## Task requirements
Count the lines in the records that contain the word "raised" and reply with only the number.

-- start Material for this task --

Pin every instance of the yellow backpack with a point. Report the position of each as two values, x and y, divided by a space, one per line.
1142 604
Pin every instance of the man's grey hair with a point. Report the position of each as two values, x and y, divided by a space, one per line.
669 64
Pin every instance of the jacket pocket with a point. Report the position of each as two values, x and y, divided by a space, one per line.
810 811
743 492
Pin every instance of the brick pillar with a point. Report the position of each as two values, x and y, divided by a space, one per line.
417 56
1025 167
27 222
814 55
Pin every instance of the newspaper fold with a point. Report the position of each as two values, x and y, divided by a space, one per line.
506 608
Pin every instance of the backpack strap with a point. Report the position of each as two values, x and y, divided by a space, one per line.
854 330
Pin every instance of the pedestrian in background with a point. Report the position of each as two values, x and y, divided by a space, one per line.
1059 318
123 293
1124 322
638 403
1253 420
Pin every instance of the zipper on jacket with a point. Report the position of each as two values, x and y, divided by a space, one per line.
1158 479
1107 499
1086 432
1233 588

-- end Material for this task --
-- start Material for this task --

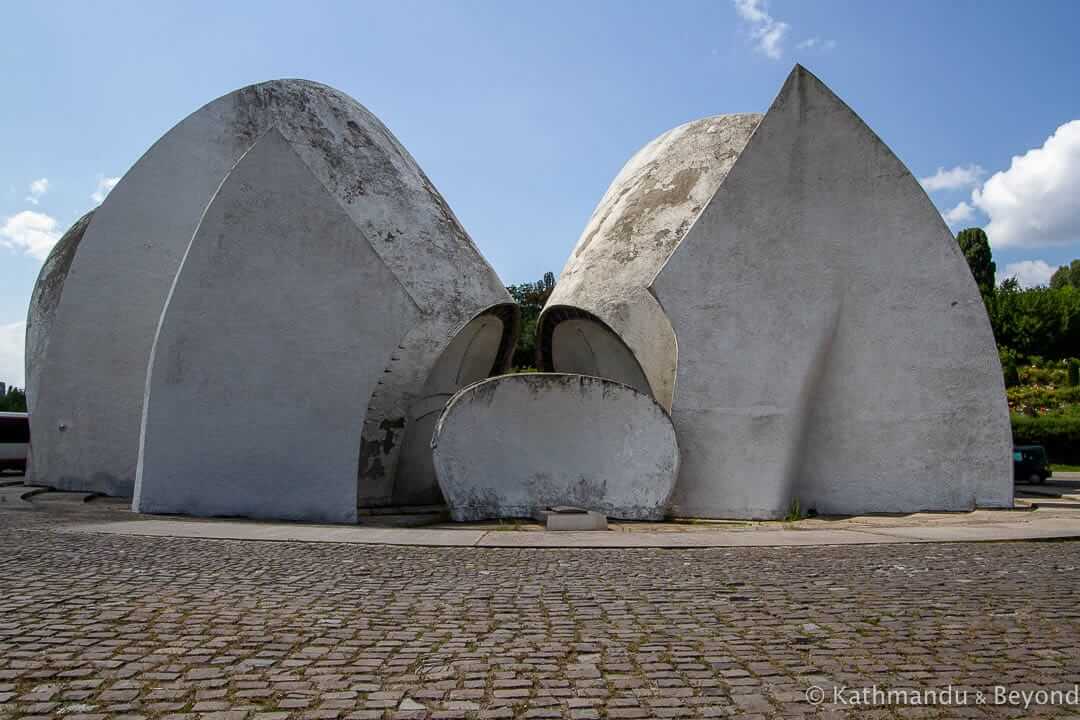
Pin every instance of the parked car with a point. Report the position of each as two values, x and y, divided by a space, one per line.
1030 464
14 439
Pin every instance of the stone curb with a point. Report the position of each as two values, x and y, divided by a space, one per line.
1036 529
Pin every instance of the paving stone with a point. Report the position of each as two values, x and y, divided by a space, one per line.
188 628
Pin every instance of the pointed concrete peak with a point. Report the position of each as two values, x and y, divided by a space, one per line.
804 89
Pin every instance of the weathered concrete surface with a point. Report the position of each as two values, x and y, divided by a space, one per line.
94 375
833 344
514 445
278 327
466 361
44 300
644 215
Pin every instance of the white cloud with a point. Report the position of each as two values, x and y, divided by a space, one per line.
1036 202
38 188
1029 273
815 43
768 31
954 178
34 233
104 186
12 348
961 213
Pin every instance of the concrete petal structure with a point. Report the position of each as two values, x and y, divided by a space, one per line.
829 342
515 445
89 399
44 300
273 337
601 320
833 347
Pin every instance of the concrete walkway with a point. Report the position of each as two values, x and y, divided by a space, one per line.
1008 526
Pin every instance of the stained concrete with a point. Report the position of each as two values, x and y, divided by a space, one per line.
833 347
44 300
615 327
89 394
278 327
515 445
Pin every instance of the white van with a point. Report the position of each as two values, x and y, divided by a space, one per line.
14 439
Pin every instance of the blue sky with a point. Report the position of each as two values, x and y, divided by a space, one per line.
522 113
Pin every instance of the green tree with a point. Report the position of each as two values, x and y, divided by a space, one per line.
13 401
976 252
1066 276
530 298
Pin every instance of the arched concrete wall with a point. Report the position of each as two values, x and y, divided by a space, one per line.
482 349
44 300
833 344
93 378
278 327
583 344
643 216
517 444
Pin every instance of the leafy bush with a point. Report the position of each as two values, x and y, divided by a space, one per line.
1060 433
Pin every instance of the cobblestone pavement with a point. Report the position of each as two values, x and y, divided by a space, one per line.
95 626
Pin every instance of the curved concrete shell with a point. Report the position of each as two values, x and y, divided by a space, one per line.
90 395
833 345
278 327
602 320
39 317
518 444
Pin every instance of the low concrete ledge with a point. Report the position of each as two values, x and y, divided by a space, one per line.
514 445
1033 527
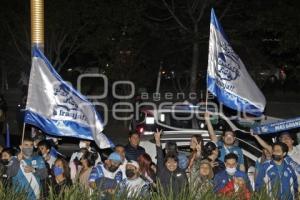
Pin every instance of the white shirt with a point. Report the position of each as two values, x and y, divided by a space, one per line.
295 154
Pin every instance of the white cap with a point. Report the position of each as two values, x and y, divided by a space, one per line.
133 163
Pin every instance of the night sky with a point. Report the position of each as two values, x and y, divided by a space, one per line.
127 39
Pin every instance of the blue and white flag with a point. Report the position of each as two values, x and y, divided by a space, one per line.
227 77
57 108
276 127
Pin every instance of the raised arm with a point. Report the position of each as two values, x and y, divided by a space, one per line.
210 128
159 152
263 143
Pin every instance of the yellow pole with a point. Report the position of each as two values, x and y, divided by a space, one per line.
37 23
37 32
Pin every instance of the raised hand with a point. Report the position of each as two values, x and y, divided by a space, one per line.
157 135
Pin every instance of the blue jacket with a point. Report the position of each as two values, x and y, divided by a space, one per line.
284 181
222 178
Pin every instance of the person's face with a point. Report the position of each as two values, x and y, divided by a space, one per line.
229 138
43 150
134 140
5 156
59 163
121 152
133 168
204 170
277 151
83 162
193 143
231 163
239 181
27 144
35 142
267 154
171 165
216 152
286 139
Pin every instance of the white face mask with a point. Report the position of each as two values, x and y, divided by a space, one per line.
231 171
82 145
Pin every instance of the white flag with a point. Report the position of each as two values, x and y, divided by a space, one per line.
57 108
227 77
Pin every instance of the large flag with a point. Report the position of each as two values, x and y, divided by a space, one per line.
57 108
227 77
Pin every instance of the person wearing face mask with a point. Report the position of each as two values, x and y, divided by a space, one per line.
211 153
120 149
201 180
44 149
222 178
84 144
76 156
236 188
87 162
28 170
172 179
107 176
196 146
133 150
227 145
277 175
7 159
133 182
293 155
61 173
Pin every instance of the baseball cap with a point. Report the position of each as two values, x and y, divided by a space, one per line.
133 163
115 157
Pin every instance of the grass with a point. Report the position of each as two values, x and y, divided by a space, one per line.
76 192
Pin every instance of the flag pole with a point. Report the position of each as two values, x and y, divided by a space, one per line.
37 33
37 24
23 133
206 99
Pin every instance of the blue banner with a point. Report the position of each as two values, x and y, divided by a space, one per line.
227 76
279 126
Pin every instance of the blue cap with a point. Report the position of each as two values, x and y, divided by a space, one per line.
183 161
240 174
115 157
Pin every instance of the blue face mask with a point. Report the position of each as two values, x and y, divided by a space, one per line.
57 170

-- end Material for this task --

## Answer below
2